● **TASK INSTRUCTIONS**
Report every line of the records below that contains the word "green", copying each such line in full.

-- Start of LISTED RECORDS --

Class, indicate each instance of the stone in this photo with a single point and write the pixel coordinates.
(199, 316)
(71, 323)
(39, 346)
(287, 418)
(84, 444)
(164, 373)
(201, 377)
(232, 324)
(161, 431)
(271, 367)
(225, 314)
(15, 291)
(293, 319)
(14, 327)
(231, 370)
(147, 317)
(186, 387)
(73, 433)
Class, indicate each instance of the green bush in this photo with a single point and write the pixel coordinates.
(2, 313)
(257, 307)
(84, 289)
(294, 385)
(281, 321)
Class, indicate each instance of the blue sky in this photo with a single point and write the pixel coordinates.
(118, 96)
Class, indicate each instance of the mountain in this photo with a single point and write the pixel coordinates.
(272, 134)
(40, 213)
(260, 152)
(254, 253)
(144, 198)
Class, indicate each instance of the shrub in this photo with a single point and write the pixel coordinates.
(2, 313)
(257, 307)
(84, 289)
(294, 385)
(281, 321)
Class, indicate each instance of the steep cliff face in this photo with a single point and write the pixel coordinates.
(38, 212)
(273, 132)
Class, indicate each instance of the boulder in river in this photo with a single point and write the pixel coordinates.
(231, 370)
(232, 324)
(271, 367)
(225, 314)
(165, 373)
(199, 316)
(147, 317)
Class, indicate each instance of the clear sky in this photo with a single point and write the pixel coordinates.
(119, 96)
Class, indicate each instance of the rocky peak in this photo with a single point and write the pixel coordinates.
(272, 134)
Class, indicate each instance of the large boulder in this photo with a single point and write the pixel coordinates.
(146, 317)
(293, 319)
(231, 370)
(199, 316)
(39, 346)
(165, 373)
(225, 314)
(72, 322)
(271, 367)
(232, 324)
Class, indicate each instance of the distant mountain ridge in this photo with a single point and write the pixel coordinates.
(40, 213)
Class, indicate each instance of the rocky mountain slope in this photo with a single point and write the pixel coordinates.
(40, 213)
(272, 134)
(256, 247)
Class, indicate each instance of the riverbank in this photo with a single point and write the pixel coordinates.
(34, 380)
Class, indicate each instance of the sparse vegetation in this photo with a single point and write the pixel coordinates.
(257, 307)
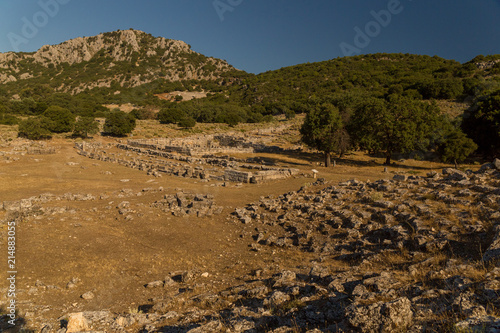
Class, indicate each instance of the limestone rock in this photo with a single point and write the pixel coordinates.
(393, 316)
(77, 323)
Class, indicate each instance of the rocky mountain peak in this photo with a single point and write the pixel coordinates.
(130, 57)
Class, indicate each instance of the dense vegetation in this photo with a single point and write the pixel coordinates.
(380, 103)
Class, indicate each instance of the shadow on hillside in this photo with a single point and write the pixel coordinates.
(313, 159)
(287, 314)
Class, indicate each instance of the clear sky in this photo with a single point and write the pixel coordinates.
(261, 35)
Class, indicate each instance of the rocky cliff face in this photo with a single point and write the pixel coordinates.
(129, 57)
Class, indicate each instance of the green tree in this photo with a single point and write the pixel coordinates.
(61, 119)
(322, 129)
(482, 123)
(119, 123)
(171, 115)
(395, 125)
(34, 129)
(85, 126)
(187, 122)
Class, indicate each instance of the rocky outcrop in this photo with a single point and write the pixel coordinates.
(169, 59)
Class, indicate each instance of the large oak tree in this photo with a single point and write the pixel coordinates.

-- End of LISTED RECORDS --
-- Start of LISTED RECORDS --

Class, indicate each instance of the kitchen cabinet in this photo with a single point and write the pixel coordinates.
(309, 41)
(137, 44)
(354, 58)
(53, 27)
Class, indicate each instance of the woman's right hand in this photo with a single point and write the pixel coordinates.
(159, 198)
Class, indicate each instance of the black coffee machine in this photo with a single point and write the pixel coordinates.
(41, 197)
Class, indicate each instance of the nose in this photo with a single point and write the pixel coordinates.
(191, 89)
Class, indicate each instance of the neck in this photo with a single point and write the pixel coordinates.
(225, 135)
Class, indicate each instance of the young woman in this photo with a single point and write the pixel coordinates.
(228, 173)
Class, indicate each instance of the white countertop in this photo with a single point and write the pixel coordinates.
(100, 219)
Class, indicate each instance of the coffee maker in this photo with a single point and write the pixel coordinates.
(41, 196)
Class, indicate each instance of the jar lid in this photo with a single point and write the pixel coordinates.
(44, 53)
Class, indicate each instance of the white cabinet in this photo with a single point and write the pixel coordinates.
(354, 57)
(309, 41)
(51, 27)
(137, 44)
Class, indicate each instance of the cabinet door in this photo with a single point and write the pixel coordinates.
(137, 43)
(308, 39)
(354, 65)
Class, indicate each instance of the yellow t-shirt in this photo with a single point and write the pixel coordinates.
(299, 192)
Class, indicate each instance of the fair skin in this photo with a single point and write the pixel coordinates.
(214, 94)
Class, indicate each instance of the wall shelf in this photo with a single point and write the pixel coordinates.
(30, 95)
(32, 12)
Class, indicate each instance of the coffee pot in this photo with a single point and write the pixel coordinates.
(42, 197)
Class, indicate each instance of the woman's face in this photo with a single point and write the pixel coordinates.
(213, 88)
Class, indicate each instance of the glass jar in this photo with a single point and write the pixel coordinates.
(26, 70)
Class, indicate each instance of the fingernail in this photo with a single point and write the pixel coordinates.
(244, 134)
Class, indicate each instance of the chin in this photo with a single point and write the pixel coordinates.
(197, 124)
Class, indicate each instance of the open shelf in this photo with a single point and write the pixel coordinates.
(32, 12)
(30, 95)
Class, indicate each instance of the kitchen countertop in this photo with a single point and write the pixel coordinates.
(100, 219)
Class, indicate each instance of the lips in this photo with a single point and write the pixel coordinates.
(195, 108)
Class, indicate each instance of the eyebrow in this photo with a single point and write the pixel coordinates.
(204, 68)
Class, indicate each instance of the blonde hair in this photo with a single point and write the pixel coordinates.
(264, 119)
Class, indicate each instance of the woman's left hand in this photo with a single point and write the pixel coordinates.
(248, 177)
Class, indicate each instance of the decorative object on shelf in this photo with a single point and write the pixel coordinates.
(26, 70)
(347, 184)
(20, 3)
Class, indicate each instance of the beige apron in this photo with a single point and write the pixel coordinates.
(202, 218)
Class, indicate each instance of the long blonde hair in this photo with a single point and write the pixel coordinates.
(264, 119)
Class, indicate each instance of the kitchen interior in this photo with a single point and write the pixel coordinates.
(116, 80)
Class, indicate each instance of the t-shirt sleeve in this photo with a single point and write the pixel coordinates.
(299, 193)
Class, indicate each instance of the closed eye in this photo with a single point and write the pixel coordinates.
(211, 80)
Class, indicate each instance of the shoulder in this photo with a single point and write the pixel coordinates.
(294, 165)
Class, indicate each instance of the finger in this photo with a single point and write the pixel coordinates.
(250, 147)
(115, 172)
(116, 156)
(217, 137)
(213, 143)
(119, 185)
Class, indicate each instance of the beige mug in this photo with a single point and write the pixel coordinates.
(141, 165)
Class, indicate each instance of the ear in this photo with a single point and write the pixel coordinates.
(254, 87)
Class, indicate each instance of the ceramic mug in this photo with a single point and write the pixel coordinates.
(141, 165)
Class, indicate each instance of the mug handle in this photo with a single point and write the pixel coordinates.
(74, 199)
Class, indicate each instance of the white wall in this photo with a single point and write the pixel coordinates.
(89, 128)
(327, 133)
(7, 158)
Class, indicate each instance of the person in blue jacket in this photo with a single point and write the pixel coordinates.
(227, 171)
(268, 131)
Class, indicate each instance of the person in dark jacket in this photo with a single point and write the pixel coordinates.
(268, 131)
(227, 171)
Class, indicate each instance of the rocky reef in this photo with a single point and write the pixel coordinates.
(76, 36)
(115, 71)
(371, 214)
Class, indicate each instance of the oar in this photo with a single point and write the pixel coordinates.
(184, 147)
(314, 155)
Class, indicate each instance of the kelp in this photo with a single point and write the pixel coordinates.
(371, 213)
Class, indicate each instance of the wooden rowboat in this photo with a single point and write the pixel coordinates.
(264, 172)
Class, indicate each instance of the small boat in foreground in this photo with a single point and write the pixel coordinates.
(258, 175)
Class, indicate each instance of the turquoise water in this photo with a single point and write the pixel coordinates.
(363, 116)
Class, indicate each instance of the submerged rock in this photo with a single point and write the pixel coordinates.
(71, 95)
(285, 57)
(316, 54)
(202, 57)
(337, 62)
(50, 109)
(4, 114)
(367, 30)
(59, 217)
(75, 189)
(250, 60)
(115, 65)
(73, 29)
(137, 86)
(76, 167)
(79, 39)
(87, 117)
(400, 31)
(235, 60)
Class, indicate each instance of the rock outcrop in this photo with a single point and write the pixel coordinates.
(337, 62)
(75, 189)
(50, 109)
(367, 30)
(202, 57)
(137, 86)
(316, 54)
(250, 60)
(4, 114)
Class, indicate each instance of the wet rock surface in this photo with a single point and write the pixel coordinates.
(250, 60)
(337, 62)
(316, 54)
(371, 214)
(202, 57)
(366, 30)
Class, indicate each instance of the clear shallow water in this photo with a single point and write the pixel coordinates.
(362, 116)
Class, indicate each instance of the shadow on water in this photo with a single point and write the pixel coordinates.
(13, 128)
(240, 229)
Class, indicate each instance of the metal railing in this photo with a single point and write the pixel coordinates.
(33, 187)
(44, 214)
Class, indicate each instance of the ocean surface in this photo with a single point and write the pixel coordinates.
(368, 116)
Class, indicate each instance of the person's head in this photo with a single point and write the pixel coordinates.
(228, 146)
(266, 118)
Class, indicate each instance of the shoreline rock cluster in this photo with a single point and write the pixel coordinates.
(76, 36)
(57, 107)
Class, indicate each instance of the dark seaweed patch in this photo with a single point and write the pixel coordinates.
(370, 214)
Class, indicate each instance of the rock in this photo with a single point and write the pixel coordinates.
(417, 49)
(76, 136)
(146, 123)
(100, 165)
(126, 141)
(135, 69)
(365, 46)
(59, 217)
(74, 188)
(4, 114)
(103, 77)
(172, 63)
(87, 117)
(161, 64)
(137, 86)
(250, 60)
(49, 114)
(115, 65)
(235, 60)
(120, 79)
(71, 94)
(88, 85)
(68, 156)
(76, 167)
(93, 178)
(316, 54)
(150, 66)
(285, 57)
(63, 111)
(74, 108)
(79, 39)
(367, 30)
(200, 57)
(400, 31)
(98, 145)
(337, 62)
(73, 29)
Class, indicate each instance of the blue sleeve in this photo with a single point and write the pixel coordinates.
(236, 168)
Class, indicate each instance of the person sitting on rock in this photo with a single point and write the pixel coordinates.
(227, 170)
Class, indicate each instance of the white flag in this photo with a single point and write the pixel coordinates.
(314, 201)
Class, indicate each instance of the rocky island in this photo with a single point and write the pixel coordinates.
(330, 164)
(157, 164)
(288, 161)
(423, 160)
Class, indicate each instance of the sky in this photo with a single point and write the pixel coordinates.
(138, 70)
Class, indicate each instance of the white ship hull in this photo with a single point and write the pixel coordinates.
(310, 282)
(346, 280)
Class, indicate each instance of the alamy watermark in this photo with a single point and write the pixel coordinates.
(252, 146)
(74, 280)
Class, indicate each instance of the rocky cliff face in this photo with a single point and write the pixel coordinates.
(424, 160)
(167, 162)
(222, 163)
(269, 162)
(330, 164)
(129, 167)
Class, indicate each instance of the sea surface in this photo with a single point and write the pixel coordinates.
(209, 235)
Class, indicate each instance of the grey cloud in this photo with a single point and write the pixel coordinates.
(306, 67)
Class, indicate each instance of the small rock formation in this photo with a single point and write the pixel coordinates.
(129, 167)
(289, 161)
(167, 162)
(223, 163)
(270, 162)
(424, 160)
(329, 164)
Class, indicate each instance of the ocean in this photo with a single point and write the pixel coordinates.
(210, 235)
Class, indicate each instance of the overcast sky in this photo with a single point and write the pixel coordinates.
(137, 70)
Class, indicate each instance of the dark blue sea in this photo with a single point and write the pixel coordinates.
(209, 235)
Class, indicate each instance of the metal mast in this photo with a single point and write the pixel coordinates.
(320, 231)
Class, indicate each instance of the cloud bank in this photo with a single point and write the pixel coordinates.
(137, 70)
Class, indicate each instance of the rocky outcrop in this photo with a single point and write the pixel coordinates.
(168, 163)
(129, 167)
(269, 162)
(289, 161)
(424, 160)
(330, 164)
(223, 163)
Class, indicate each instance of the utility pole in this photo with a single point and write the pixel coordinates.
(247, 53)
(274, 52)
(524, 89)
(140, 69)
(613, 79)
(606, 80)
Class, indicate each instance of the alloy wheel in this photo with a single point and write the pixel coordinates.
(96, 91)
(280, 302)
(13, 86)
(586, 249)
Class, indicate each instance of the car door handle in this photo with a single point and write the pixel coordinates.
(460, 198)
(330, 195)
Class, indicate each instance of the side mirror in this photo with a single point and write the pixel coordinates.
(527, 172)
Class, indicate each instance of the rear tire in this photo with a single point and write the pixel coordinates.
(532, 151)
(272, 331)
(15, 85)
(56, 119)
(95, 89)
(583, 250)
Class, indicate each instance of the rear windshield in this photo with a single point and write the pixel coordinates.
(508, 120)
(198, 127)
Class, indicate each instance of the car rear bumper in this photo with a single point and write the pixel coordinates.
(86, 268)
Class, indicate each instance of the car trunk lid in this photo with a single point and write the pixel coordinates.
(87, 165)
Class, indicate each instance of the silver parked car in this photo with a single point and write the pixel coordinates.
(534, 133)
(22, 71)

-- End of LISTED RECORDS --

● **ANSWER BELOW**
Class, indicate each instance of the green bush in this photo with a single point and write the pixel coordinates.
Class, indicate each instance of the green tree in this photo with a single point and write the pixel coordinates.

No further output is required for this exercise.